WRITTEN TASK 1 >> In the cooperative-financing passage below, rewrite the part starting at "The story of" and ending at "and management capacity.", with "lending institutions" renamed to "lenders".

SOURCE TEXT >>
Imagine driving along a rural road and seeing many small farms, all growing flourishing crops. Would you know how the farmers obtained the funds to plant these crops, enhance their productivity, and deliver them to market?
 
The story of Coopervoltapinho, an agricultural cooperative located in Santa Catarina State in southern Brazil, illustrates the important role played by financing in supporting smallholder agriculture. Coopervoltapinho, whose 180 members are served by approximately 3 full time employees using equipment owned by the cooperative and working out of the cooperative’s own facilities, serves an attractive niche market for rice, faces more demand than it can supply, and has room to grow. These characteristics normally would make it very attractive for investors and lending institutions. But Coopervoltapinho has a problem: it is not a firm, but a cooperative. In Brazil as in many other countries, even when cooperatives are operated for profit, they are seen as risky investments, mainly due to perceived weaknesses in their governance structures, decision making processes, and management capacity.

MATERIAL PROVIDED >>
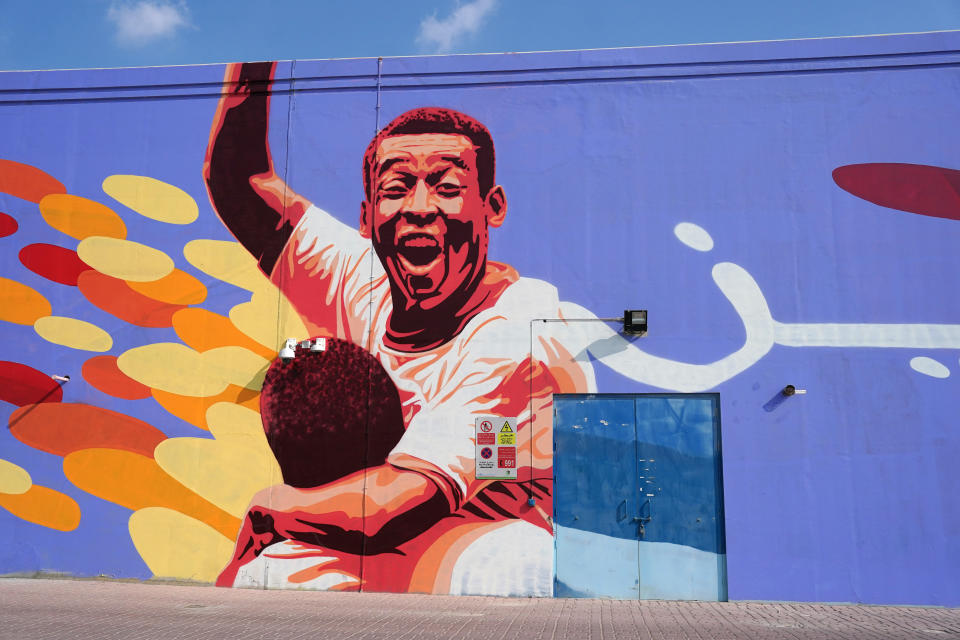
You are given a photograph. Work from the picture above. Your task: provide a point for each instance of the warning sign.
(496, 453)
(507, 458)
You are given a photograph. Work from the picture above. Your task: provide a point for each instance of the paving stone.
(44, 609)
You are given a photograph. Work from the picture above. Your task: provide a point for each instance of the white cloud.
(144, 21)
(443, 34)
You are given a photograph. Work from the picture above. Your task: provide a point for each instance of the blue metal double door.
(638, 497)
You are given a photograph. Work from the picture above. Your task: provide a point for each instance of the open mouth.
(418, 249)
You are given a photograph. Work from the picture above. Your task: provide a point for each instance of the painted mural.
(165, 231)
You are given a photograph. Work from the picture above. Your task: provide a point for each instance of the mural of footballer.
(449, 328)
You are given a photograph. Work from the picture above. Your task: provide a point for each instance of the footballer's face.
(426, 216)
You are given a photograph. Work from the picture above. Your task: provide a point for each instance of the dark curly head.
(330, 413)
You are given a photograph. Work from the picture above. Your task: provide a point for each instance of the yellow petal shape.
(14, 479)
(152, 198)
(227, 473)
(227, 261)
(229, 421)
(236, 365)
(124, 259)
(174, 545)
(73, 333)
(20, 304)
(81, 218)
(269, 318)
(171, 367)
(178, 287)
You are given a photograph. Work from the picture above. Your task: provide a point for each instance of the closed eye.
(449, 190)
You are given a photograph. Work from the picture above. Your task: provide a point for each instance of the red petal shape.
(116, 297)
(23, 181)
(8, 226)
(102, 373)
(21, 385)
(63, 428)
(915, 188)
(53, 263)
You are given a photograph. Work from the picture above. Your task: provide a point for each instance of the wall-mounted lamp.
(635, 322)
(289, 350)
(288, 353)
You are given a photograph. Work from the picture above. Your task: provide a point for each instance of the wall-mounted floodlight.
(635, 322)
(288, 352)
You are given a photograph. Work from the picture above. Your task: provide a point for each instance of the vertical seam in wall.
(286, 172)
(370, 334)
(283, 204)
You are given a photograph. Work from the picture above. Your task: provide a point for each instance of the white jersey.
(332, 277)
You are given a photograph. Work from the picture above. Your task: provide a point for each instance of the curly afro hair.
(330, 413)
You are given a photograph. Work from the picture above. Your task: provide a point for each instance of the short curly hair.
(436, 120)
(328, 414)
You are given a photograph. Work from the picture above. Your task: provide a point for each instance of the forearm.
(365, 501)
(249, 197)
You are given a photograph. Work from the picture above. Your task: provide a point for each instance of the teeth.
(418, 241)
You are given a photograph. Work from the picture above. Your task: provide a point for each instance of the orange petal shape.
(45, 507)
(194, 409)
(20, 304)
(178, 287)
(71, 427)
(117, 298)
(23, 181)
(102, 373)
(136, 482)
(81, 218)
(204, 330)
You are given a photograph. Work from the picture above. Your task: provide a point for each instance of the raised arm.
(251, 199)
(368, 512)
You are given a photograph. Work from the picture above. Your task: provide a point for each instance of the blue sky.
(48, 34)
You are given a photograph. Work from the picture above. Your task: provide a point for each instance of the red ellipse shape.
(117, 298)
(21, 385)
(8, 225)
(27, 182)
(103, 374)
(53, 263)
(914, 188)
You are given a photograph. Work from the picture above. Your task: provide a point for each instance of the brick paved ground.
(81, 609)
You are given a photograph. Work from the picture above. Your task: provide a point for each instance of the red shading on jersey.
(23, 181)
(53, 263)
(102, 373)
(8, 226)
(915, 188)
(21, 385)
(116, 298)
(62, 428)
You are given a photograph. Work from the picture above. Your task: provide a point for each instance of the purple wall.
(843, 494)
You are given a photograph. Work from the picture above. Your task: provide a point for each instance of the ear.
(496, 202)
(365, 226)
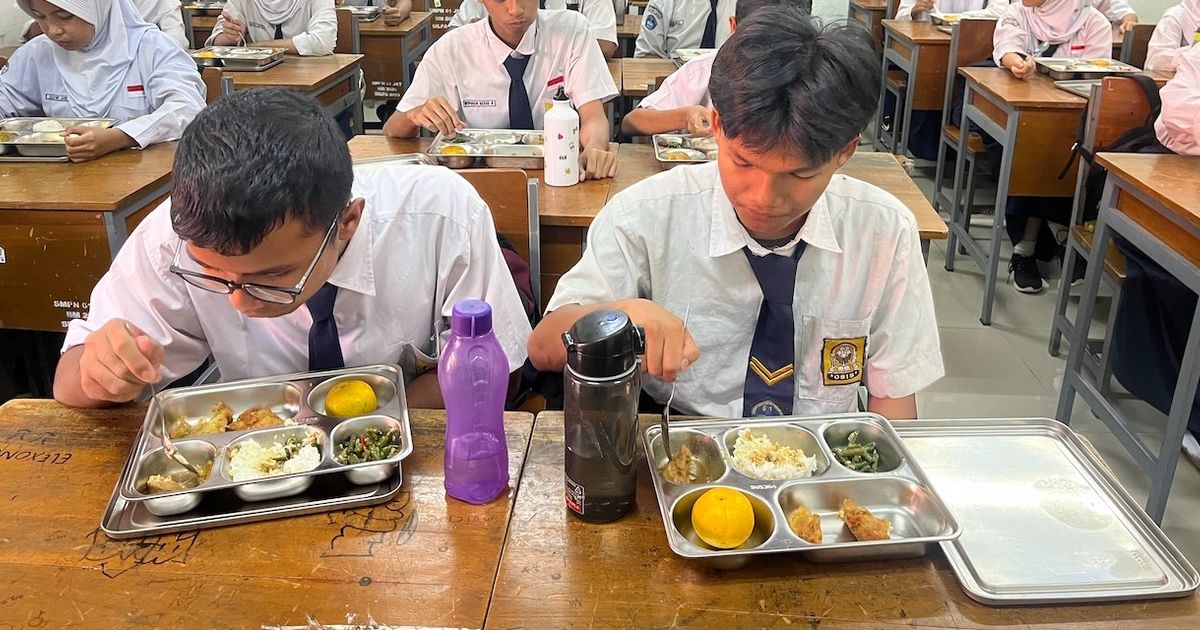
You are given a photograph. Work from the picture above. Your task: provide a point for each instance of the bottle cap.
(472, 318)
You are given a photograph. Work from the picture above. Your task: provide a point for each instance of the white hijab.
(95, 76)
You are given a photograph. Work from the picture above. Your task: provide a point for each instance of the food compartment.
(371, 436)
(707, 462)
(887, 455)
(382, 387)
(235, 408)
(683, 520)
(274, 453)
(768, 453)
(157, 473)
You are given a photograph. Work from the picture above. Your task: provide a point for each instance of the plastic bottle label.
(574, 496)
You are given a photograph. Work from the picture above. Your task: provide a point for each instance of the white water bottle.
(562, 149)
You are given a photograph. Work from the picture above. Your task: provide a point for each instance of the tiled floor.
(1005, 371)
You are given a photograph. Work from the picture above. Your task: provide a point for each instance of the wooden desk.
(382, 46)
(922, 54)
(558, 571)
(330, 79)
(1152, 202)
(1035, 124)
(421, 559)
(870, 13)
(61, 225)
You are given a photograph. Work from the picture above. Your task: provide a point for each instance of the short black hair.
(784, 81)
(252, 160)
(745, 7)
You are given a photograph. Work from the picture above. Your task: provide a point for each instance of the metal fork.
(666, 411)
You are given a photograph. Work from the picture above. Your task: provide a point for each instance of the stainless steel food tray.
(1043, 519)
(297, 397)
(23, 149)
(901, 495)
(493, 148)
(1083, 69)
(665, 143)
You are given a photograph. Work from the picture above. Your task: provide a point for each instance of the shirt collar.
(355, 269)
(729, 235)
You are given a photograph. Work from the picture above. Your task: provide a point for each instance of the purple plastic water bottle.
(474, 377)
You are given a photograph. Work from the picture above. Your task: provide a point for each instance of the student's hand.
(437, 115)
(89, 143)
(118, 361)
(232, 31)
(670, 348)
(597, 163)
(700, 121)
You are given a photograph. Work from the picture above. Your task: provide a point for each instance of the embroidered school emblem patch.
(841, 360)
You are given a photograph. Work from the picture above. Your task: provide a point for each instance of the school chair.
(970, 45)
(1116, 106)
(1135, 45)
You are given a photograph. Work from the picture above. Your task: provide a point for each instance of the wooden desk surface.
(558, 571)
(571, 205)
(305, 73)
(922, 33)
(421, 559)
(639, 73)
(376, 28)
(100, 185)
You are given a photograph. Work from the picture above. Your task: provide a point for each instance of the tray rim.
(1173, 559)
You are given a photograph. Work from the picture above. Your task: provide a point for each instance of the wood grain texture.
(420, 559)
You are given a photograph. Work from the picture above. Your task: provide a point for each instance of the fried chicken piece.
(256, 418)
(863, 523)
(805, 525)
(216, 423)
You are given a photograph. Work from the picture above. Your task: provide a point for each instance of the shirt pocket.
(832, 363)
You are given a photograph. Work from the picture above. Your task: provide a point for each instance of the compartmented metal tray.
(493, 148)
(899, 492)
(295, 399)
(1081, 69)
(675, 149)
(29, 139)
(239, 58)
(1043, 519)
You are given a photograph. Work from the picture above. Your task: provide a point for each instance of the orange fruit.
(723, 517)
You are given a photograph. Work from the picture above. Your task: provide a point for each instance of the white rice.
(760, 457)
(252, 461)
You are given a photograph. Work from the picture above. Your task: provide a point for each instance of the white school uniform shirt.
(675, 239)
(313, 29)
(673, 24)
(600, 13)
(425, 243)
(1173, 37)
(163, 90)
(466, 66)
(1093, 39)
(685, 87)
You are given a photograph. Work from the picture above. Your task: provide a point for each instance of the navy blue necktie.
(709, 39)
(324, 348)
(520, 112)
(771, 382)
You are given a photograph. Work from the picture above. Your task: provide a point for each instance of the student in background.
(671, 24)
(682, 102)
(502, 73)
(101, 59)
(305, 28)
(1174, 36)
(601, 16)
(275, 255)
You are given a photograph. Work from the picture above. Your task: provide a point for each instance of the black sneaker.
(1024, 273)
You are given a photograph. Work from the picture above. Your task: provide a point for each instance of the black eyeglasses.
(267, 293)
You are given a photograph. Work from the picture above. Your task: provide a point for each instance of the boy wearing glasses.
(276, 256)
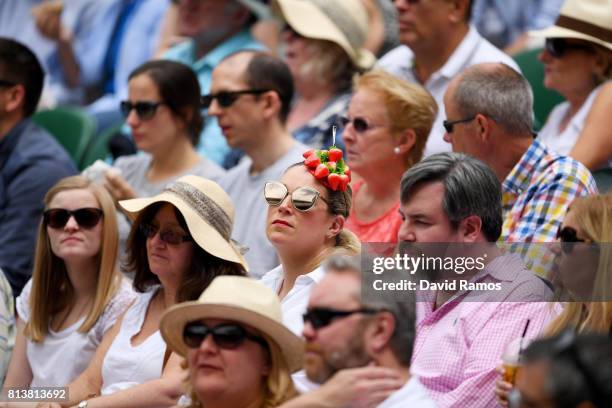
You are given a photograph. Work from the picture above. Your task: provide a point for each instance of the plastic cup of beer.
(511, 359)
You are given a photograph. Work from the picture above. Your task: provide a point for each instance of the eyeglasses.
(320, 317)
(558, 47)
(227, 98)
(86, 217)
(169, 236)
(303, 198)
(449, 125)
(226, 336)
(564, 347)
(144, 109)
(359, 124)
(4, 82)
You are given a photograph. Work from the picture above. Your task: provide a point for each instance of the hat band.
(344, 21)
(585, 27)
(206, 208)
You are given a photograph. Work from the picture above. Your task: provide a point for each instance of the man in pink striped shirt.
(462, 333)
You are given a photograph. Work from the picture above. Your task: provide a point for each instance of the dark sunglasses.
(227, 98)
(226, 336)
(303, 199)
(320, 317)
(169, 236)
(4, 82)
(359, 124)
(145, 109)
(85, 217)
(449, 125)
(558, 47)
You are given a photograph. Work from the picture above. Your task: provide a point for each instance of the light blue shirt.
(503, 21)
(212, 142)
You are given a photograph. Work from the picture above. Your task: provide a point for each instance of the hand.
(118, 187)
(47, 18)
(362, 387)
(502, 388)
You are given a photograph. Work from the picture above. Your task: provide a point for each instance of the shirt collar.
(519, 178)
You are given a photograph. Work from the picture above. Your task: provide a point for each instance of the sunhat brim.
(205, 235)
(562, 32)
(175, 319)
(310, 22)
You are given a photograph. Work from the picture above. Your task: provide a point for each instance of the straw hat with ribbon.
(343, 22)
(589, 20)
(208, 212)
(239, 299)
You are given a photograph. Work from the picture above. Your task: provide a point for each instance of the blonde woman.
(75, 294)
(249, 356)
(587, 223)
(386, 129)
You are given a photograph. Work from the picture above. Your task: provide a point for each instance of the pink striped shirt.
(459, 344)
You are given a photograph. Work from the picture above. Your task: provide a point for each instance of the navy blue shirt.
(31, 161)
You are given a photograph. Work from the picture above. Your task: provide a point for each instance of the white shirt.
(474, 49)
(68, 348)
(412, 394)
(125, 365)
(562, 142)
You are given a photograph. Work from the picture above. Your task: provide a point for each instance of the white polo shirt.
(474, 49)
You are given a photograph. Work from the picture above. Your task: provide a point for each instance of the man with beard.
(358, 346)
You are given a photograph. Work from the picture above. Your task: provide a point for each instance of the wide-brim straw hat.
(589, 20)
(239, 299)
(343, 22)
(208, 212)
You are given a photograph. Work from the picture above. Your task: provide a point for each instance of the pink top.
(383, 229)
(459, 344)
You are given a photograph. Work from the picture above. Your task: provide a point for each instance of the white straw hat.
(343, 22)
(239, 299)
(208, 212)
(589, 20)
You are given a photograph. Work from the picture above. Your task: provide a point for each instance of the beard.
(329, 362)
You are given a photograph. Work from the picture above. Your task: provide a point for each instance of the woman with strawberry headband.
(385, 133)
(307, 211)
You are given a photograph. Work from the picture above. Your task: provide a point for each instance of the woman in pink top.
(385, 133)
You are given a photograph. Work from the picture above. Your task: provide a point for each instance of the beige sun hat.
(343, 22)
(589, 20)
(208, 212)
(240, 299)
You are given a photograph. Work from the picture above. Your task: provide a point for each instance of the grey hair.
(402, 305)
(470, 188)
(498, 92)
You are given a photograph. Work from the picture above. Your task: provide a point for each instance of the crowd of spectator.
(260, 157)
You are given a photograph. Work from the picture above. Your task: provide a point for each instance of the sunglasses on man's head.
(320, 317)
(303, 198)
(144, 109)
(167, 235)
(558, 47)
(226, 336)
(85, 217)
(227, 98)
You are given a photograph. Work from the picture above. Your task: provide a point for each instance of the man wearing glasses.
(250, 96)
(358, 345)
(31, 161)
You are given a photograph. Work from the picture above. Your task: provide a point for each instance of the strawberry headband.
(328, 167)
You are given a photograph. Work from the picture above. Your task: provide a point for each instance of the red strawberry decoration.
(312, 161)
(334, 154)
(321, 172)
(334, 181)
(344, 180)
(308, 153)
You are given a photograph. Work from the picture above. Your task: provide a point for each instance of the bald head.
(497, 91)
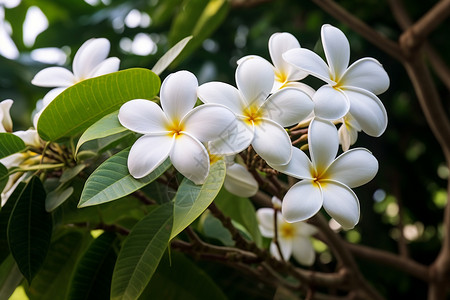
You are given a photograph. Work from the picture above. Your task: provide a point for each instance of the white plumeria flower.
(261, 115)
(5, 117)
(326, 181)
(349, 89)
(348, 132)
(176, 131)
(293, 238)
(286, 75)
(89, 61)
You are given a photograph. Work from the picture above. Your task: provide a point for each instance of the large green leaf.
(53, 279)
(10, 144)
(191, 199)
(199, 18)
(240, 210)
(141, 253)
(92, 278)
(5, 215)
(106, 126)
(112, 180)
(30, 229)
(86, 102)
(182, 280)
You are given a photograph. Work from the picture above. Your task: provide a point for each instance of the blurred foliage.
(409, 156)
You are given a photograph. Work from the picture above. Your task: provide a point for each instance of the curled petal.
(147, 153)
(143, 116)
(309, 62)
(89, 56)
(303, 251)
(272, 142)
(107, 66)
(190, 158)
(265, 222)
(54, 77)
(209, 121)
(353, 168)
(330, 103)
(367, 110)
(254, 79)
(240, 182)
(278, 44)
(221, 93)
(323, 143)
(287, 107)
(337, 50)
(178, 94)
(341, 203)
(302, 201)
(368, 74)
(299, 166)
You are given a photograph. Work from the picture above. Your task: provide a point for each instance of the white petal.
(337, 50)
(303, 251)
(143, 116)
(190, 158)
(278, 44)
(89, 56)
(368, 74)
(209, 121)
(254, 79)
(107, 66)
(341, 203)
(54, 77)
(240, 182)
(299, 166)
(353, 168)
(330, 103)
(287, 107)
(265, 217)
(367, 110)
(302, 201)
(235, 139)
(272, 142)
(178, 94)
(309, 62)
(323, 143)
(147, 153)
(221, 93)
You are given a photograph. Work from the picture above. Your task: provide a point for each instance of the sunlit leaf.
(10, 144)
(92, 278)
(30, 229)
(170, 56)
(141, 253)
(112, 180)
(86, 102)
(191, 199)
(182, 280)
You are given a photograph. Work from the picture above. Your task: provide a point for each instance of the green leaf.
(84, 103)
(182, 280)
(112, 180)
(170, 56)
(5, 215)
(106, 126)
(30, 229)
(240, 210)
(198, 18)
(92, 278)
(191, 199)
(10, 144)
(141, 253)
(53, 279)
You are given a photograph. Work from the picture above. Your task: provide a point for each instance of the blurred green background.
(412, 168)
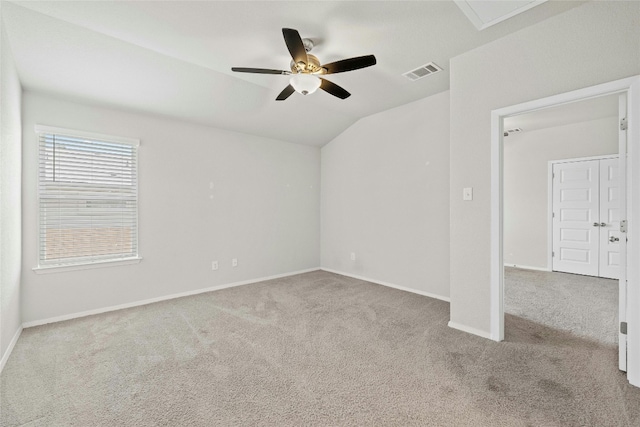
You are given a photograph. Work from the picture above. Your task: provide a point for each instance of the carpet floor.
(314, 349)
(583, 305)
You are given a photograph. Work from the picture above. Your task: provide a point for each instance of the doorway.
(630, 171)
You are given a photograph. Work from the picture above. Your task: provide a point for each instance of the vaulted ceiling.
(174, 58)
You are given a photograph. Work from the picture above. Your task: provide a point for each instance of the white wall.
(588, 45)
(526, 159)
(10, 214)
(263, 210)
(385, 197)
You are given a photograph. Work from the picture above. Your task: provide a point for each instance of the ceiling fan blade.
(258, 70)
(294, 44)
(285, 93)
(333, 89)
(350, 64)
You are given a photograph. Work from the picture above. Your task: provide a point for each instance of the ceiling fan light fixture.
(305, 83)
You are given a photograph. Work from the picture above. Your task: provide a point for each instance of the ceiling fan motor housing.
(311, 67)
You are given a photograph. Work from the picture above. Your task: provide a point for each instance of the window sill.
(74, 267)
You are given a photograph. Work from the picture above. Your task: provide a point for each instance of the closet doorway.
(585, 212)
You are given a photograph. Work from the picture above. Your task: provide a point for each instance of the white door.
(609, 218)
(576, 211)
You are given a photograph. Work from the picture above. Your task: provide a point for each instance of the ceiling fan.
(306, 69)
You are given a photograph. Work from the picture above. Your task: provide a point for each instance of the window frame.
(85, 264)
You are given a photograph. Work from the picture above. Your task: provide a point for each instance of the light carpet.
(583, 305)
(314, 349)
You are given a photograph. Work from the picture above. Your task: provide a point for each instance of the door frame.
(550, 198)
(630, 85)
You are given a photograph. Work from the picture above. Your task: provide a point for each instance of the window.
(88, 198)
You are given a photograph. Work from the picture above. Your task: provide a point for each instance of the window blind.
(88, 198)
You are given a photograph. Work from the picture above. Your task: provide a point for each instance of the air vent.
(423, 71)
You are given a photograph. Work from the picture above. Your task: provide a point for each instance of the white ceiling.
(574, 112)
(174, 58)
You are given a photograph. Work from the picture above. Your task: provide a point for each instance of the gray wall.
(263, 210)
(385, 197)
(10, 196)
(526, 160)
(590, 44)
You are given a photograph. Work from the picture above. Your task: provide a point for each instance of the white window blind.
(88, 198)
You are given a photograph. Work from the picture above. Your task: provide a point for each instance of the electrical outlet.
(467, 193)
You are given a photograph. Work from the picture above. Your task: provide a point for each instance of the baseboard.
(527, 267)
(470, 330)
(158, 299)
(389, 285)
(12, 344)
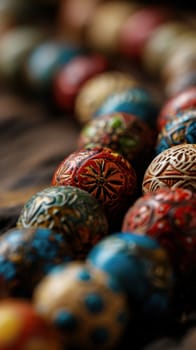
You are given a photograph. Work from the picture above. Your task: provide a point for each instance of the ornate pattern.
(89, 310)
(184, 101)
(138, 262)
(123, 133)
(168, 215)
(182, 129)
(175, 167)
(30, 252)
(105, 174)
(69, 210)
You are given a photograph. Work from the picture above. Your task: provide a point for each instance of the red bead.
(168, 215)
(105, 174)
(138, 28)
(183, 101)
(72, 76)
(21, 327)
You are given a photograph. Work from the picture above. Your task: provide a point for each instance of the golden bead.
(97, 89)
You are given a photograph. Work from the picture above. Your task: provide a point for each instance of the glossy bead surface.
(136, 100)
(29, 252)
(69, 210)
(72, 76)
(168, 215)
(172, 168)
(137, 29)
(123, 133)
(181, 129)
(97, 89)
(88, 307)
(22, 328)
(13, 56)
(103, 30)
(45, 60)
(103, 173)
(160, 45)
(183, 101)
(138, 263)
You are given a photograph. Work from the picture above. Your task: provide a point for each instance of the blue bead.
(119, 255)
(94, 303)
(84, 275)
(66, 320)
(135, 101)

WRITTEN TASK 2 >> Please copy the lines of the entries above without any change, starting at the line that contains "white water bottle." and ending at the line that contains "(1005, 371)".

FINAL ANSWER 1 >>
The story of Coopervoltapinho, an agricultural cooperative located in Santa Catarina State in southern Brazil, illustrates the important role played by financing in supporting smallholder agriculture. Coopervoltapinho, whose 180 members are served by approximately 3 full time employees using equipment owned by the cooperative and working out of the cooperative’s own facilities, serves an attractive niche market for rice, faces more demand than it can supply, and has room to grow. These characteristics normally would make it very attractive for investors and lenders. But Coopervoltapinho has a problem: it is not a firm, but a cooperative. In Brazil as in many other countries, even when cooperatives are operated for profit, they are seen as risky investments, mainly due to perceived weaknesses in their governance structures, decision making processes, and management capacity.

FINAL ANSWER 2 >>
You are given a photograph. Work from the picture above. Your task: provide a point for each instance of the white water bottle.
(562, 149)
You are given a photograph. Work from the picture above. Your task: provide a point for each instance of the tiled floor.
(1005, 371)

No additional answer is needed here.